MATERIAL TO PROCESS below:

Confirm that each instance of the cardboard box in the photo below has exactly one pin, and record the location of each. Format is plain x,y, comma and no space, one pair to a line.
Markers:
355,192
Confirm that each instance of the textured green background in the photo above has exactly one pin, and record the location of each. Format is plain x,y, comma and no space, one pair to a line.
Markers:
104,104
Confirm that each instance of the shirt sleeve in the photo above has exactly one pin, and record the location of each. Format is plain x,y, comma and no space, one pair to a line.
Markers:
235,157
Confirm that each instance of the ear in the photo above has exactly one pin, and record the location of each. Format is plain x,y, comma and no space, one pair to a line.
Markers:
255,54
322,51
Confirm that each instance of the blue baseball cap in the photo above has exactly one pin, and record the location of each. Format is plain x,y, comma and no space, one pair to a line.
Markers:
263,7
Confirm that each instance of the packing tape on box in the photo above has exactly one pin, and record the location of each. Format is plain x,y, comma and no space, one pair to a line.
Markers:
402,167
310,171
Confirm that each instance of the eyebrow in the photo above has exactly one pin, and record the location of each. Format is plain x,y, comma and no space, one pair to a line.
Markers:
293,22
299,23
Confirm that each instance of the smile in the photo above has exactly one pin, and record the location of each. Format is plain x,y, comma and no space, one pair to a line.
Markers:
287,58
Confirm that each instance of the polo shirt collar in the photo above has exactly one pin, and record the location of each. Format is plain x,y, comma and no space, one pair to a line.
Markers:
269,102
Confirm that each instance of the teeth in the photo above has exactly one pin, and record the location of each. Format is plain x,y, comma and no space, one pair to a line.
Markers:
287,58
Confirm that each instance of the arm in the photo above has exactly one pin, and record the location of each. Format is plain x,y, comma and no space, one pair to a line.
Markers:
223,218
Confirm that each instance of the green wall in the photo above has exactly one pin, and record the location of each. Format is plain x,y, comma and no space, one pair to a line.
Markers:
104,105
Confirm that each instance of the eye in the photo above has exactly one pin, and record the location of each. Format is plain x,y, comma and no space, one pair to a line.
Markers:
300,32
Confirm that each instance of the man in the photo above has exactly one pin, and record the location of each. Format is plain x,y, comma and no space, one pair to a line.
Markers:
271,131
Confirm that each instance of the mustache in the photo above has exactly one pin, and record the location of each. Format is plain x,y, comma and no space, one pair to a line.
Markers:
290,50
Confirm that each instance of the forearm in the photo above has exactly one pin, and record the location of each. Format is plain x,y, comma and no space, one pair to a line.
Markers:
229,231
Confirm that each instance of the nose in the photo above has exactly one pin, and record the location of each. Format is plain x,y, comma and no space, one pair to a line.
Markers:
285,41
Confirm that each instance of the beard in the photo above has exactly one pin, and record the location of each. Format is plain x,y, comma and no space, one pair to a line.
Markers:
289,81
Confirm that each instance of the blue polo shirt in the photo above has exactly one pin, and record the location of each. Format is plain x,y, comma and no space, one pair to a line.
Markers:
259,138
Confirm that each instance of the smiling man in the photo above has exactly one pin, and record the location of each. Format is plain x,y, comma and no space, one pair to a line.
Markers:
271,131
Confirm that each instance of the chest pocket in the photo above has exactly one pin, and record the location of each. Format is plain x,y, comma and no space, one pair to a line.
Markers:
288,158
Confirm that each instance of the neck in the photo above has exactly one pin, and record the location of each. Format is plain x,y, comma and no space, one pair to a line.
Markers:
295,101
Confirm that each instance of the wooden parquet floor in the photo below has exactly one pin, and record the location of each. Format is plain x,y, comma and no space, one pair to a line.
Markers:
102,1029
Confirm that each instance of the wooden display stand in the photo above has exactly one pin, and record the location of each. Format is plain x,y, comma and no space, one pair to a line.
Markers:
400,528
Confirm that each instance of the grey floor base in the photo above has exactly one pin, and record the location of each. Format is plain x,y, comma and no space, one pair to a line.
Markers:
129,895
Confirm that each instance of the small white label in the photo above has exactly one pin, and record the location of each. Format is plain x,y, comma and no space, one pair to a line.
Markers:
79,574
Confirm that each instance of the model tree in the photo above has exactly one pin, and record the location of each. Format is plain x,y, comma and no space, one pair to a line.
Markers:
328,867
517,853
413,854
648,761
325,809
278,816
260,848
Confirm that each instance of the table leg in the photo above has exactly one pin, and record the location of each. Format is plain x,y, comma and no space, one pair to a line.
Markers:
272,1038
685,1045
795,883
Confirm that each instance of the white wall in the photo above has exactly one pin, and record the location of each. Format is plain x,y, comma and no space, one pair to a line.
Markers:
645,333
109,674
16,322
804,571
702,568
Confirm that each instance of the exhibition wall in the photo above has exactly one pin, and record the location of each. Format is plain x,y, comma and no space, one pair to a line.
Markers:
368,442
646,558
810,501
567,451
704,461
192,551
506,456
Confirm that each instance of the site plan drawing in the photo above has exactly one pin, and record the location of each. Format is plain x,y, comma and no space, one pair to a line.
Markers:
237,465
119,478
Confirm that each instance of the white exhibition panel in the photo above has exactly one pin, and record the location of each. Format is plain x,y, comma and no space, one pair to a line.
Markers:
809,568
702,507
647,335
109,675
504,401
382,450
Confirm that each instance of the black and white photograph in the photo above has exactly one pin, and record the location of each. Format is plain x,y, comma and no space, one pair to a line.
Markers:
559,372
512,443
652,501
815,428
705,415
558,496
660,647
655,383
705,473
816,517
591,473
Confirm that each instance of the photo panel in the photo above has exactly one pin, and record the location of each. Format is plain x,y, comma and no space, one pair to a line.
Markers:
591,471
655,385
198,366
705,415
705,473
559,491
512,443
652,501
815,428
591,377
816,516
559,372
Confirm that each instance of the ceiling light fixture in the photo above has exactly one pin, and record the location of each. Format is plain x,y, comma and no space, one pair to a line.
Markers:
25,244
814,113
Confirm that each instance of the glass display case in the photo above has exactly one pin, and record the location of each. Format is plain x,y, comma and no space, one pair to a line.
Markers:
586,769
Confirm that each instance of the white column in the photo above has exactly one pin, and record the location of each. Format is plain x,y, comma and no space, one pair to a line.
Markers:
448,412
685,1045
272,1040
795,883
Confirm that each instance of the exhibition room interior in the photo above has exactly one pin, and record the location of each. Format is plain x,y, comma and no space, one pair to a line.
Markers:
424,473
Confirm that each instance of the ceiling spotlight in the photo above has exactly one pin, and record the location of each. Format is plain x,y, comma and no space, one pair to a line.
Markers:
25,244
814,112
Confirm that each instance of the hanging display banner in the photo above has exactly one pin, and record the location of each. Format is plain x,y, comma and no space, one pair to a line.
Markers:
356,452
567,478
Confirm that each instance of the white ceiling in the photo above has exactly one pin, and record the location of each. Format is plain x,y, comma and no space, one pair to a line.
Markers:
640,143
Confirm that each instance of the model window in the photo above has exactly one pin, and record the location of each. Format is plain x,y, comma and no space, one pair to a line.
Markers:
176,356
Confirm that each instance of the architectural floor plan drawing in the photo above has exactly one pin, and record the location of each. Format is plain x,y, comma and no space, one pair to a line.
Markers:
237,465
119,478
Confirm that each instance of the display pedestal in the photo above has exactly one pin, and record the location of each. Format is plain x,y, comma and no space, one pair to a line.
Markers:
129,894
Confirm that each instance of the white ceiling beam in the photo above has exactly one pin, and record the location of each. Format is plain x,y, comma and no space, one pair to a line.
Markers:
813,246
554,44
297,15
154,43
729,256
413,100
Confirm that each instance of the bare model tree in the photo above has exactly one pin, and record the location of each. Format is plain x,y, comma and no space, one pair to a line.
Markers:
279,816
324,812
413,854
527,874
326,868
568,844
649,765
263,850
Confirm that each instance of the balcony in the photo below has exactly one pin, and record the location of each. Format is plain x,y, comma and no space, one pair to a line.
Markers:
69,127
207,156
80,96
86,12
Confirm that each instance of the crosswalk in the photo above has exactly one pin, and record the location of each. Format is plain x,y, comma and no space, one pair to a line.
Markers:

End of MATERIAL TO PROCESS.

▶ _EXERCISE DIRECTIONS_: A single number is required: how many lines in these records contain "exhibition".

▶ _THE ANSWER_: 3